Tasks to complete ::
1) Decide whether each statement agrees with the sleep tips post below, answering yes or no and quoting the deciding words: (a) The writer found that drinking warm milk before bed helped. (b) The tip about sleeping in the car applies only to passengers. (c) The post advises against using your phone an hour before bed.
2) In the sleep tips post below, what does moving transport give?

BEGIN Quoted passage

5 USEFUL tips to make you fall asleep the moment you lie on your bed

Some of us are just so unlucky, we cannot even engage in the most basic act of sleeping without stressing out about it. I’ve tried drinking warm milk before bed, counting sheep, dogs, cows, rabbits and so on to no avail. Insert sleeping remedy here, and I’ve tried it. Having insomnia is not funny and here are some tips (which actually worked for me) for you to overcome such a tragic disease, as I have.

Sleep in the car first
Obviously this only applies to passengers. Sleep in the car, taxi or bus (perhaps not a motorcycle least you enter a sleep which lasts forever). Why does sleeping on a moving transport work? This is because when we were in liquid form and have yet to enter this harsh and unyielding world, we were in constant movement when our mothers were pregnant with us. What were we doing for 9 months? Practically in a coma. Moving transport gives the same foetal feeling and encourages natural sleep. Manipulate this and being the sleepiness to your bed at home!

Don’t use your phone an hour before bed
This one is probably common sense for most of us and have been constantly emphasised by our parents and the internet (how ironic)- but WHY DOESN’T ANYONE FOLLOW IT.

END Quoted passage
BEGIN Excerpted data

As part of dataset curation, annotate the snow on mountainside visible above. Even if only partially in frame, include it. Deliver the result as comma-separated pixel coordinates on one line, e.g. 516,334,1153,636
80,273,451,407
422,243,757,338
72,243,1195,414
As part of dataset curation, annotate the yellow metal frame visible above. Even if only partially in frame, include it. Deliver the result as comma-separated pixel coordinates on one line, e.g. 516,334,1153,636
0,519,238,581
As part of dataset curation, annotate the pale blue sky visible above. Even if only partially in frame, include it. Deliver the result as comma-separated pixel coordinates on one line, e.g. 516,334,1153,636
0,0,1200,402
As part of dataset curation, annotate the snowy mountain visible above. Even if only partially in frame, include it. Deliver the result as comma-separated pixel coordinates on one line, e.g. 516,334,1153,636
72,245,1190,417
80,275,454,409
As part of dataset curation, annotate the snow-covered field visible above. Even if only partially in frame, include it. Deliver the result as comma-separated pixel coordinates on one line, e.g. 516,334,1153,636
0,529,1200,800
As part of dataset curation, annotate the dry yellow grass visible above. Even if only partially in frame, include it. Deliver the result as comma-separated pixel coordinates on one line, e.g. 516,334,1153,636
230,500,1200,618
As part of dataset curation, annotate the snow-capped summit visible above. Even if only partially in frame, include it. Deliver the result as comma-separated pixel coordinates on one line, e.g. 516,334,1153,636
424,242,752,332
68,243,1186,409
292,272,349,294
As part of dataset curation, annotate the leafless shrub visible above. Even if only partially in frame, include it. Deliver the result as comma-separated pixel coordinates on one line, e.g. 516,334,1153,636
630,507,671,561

END Excerpted data

Task results ::
1)
(a) No: "I’ve tried drinking warm milk before bed, counting sheep, dogs, cows, rabbits and so on to no avail."
(b) Yes: "Obviously this only applies to passengers."
(c) Yes: "Don’t use your phone an hour before bed"

2) The same foetal feeling, which encourages natural sleep.